**Document section**:
§

BGP over unnumbered interfaces, automated

BGP over unnumbered interfaces, automated

Configuring BGP peering between many network devices in a datacenter can become quickly repeatitive, boring and hence open to human errors. Each link requires its own dual stack IP subnet with unique endpoints. The very same endpoint IP addresses must then be used to configure BGP peers on either side of the link. The BGP neighbors will only connect and exchange routes when all the configuration is correct. With all the talks about automation, why not explore it. Tools like Ansible come to mind, which excel at provisioning network devices with help of playbooks based off templates.

Then I stumbled upon a great blog post by ipSpace.net: BGP Configuration Made Simple with Cumulus Linux.
It takes advantage of RFC5549 to exchange IPv4 BGP prefixes with IPv6 next hops and combines it with running EBGP over IPv6 link local addresses. Though that alone won’t solve the issue of discovering the peer AS#. According to the blog post, they use some non-standard method by learning it during the BGP open message exchange instead of being strict about matching configuration.

Cool, but I mainly work with Junos based network elements. There is ongoing work in the IETF to augment LLDP with BGP peer information: draft-acee-idr-lldp-peer-discovery. To bridge the gap until this will eventually get implemented in Junos, I pursued an on-box prototype to simplify and fully automate the provisioning of EBGP peers in the meantime using IPv6 route advertisements using a SLAX based event script and the ephemeral database.

bgp_unnumbered_spine_leaf
bgp_unnumbered_spine_leaf

The event script ad_bgp_peers.slax is run peridiodically that uses the IPv6 router advertisement messages, learning about the interface and the remote IPv6 link local addresses. Learned peers are dynamically provisioned via Junos Ephemeral Database.

Similar to what Ivan described in his blog post, a non-standard method to learn the remote AS is required. One option would be to add custom LLDP TLV’s and learn the AS# that way, but for simplicity, a hack is used that stores the AS# in the ipv6-ra-reachable-time field. This allows to learn all relevent parameters from IPv6 RA message. You probably cry foul here, how can you re-use a timer field? Well, we talk here about sharing information between two peers using the same automation method and IPv6 RA’s already announce the the local IPv6 address (LLA in our case). Would have been great to add custom TLV’s, but I don’t think there is support for it. The I-D mentioned earlier uses LLDP to transport such information. Once that solution is available in Junos, one can simply adjust the script or even better, it might become obsolete.

§

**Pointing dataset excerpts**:
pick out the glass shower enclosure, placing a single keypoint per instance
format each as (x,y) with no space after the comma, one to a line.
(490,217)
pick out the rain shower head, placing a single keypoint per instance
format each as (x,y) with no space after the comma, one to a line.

§

**Actions to take**:
• A. Answer these from the BGP unnumbered post:
(i) Which RFC is used to exchange IPv4 BGP prefixes with IPv6 next hops?
(ii) What is the event script called?
(iii) Which field holds the AS# in the hack?
• B. Name every published document or standard that the BGP unnumbered post refers to by name.
• C. Duplicate everything in the BGP unnumbered post from "Cool, but I" down to "the ephemeral database.".

**Answers below**:
• A.
(i) RFC5549
(ii) ad_bgp_peers.slax
(iii) The ipv6-ra-reachable-time field

• B.
- BGP Configuration Made Simple with Cumulus Linux (the ipSpace.net blog post)
- RFC5549
- draft-acee-idr-lldp-peer-discovery

• C.
Cool, but I mainly work with Junos based network elements. There is ongoing work in the IETF to augment LLDP with BGP peer information: draft-acee-idr-lldp-peer-discovery. To bridge the gap until this will eventually get implemented in Junos, I pursued an on-box prototype to simplify and fully automate the provisioning of EBGP peers in the meantime using IPv6 route advertisements using a SLAX based event script and the ephemeral database.